## GIVEN TASK
Rescale the answer coordinates in the rows below by multiplying each by 2.15 and rounding to whole numbers, with halves rounded up. Reproduce every line of the rows, and leave the sample coordinates in the wording unchanged.

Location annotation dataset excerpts
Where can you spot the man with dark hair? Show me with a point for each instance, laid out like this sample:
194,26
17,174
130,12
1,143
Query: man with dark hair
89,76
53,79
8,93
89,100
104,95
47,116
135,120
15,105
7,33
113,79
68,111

## SOLUTION FOR THIS PROBLEM
Where can you spot the man with dark hair? Show me with a point for each instance, laid out like this sample:
194,26
17,174
130,12
1,143
Query: man with dark hair
191,163
114,170
17,200
191,215
224,204
101,249
290,258
32,226
15,71
243,170
146,239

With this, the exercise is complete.